Point localization data:
------------------------

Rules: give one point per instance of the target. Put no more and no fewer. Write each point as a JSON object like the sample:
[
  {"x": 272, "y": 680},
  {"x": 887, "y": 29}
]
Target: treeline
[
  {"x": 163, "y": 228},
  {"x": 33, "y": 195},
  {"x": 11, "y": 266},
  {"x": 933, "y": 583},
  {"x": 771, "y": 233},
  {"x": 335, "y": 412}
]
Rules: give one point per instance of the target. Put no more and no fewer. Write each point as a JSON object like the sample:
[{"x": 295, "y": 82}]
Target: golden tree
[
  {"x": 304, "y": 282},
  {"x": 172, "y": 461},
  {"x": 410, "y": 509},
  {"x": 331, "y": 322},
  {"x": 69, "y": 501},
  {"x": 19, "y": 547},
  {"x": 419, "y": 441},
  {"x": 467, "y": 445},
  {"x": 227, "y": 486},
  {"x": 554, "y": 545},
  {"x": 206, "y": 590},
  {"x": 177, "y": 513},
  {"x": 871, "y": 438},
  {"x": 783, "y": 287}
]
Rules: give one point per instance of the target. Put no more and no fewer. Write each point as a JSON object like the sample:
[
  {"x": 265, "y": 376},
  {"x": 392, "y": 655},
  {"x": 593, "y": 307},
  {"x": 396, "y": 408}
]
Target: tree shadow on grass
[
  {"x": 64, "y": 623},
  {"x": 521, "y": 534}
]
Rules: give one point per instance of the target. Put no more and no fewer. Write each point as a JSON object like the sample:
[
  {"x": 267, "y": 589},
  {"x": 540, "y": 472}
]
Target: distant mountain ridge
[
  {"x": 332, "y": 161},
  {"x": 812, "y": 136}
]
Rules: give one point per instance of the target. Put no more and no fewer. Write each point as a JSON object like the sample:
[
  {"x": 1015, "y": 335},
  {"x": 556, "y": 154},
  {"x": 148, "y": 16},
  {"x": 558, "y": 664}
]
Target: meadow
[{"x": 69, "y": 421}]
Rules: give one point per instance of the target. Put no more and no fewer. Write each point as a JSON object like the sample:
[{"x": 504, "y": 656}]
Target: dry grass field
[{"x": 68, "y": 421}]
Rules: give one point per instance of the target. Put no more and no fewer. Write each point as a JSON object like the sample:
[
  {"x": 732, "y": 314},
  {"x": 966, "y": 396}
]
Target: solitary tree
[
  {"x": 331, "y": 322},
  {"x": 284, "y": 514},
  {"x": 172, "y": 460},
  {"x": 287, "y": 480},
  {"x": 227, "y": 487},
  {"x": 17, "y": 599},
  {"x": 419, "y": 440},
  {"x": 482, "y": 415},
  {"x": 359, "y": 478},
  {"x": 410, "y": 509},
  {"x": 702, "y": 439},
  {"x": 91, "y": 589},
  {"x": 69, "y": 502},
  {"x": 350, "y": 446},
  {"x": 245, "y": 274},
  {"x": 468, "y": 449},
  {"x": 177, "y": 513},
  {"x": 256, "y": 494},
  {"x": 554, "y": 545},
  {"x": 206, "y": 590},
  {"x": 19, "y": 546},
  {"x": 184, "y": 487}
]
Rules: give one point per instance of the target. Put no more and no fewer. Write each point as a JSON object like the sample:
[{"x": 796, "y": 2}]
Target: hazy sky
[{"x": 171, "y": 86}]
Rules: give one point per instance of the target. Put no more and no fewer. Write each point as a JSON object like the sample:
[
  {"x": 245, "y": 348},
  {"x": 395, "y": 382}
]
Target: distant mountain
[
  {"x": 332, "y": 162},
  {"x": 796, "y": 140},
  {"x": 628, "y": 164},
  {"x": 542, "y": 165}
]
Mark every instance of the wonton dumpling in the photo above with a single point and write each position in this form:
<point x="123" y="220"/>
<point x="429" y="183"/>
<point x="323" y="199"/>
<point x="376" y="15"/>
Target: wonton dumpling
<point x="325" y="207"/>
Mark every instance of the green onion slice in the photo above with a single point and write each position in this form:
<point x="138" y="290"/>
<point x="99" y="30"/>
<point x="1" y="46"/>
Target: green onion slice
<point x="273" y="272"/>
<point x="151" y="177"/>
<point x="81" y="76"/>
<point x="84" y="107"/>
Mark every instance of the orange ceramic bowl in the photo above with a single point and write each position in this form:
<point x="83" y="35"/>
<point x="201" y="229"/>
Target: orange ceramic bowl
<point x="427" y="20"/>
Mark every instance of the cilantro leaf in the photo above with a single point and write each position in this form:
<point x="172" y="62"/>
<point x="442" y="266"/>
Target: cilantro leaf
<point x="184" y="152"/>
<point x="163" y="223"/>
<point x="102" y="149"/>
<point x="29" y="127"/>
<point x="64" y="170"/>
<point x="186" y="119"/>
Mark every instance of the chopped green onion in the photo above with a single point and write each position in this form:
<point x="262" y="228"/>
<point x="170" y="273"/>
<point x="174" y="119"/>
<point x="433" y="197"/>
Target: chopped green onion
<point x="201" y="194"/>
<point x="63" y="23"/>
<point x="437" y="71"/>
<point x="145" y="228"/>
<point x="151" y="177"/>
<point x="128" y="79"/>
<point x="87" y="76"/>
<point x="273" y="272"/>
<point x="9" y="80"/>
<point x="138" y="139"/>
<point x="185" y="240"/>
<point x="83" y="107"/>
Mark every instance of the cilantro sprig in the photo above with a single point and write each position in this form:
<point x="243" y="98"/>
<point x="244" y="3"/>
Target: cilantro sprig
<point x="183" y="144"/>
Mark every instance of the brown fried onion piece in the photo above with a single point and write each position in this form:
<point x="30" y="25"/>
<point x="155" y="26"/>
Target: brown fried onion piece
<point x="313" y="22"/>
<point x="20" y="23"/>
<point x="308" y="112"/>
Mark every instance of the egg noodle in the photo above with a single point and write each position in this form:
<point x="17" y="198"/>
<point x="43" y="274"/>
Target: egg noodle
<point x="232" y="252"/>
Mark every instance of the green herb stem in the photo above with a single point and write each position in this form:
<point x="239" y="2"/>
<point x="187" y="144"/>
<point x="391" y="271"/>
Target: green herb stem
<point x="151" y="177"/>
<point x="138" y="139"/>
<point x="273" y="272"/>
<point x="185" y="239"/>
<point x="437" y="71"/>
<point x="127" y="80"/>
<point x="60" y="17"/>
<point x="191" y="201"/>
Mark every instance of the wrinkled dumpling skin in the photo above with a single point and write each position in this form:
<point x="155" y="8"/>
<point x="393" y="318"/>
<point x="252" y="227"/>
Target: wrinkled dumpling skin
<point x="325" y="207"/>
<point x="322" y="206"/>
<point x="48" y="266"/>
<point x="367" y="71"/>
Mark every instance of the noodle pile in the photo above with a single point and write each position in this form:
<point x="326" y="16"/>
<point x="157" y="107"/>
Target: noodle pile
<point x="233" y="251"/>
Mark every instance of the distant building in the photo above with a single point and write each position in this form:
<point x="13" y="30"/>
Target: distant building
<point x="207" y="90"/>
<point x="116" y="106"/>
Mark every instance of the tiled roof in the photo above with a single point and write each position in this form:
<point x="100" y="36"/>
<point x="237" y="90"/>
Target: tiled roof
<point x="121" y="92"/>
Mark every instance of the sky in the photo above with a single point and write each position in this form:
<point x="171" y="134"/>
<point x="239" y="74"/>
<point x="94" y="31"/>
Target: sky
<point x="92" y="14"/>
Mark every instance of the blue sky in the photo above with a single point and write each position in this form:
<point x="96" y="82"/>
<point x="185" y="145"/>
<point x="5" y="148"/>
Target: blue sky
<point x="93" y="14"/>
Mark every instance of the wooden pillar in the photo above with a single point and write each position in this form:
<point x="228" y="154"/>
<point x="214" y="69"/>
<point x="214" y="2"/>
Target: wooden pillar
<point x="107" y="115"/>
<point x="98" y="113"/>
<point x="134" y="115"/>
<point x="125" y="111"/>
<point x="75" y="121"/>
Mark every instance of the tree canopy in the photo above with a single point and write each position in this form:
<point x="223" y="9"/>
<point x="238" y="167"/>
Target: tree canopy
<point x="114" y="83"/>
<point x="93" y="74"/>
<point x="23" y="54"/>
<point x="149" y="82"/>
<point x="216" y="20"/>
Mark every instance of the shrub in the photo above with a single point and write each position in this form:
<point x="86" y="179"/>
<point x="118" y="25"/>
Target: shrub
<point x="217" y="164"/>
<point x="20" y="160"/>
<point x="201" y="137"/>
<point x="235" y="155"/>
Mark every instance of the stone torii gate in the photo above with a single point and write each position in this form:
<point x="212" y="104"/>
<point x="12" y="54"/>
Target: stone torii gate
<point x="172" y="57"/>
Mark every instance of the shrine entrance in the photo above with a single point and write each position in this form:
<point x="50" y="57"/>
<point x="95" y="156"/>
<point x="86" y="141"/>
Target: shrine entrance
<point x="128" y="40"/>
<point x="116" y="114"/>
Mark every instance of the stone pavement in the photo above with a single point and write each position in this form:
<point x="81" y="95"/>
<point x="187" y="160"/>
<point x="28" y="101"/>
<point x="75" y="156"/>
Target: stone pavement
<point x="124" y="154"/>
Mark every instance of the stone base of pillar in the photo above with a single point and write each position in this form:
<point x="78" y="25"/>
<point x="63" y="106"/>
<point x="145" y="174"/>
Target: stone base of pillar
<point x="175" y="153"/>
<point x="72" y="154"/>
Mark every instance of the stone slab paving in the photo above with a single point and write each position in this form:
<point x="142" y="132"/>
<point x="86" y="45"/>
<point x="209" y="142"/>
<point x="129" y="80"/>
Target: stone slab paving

------------------------

**EXERCISE DIRECTIONS**
Lines with "paving" in the records: how many are there? Give only the number.

**RESPONSE**
2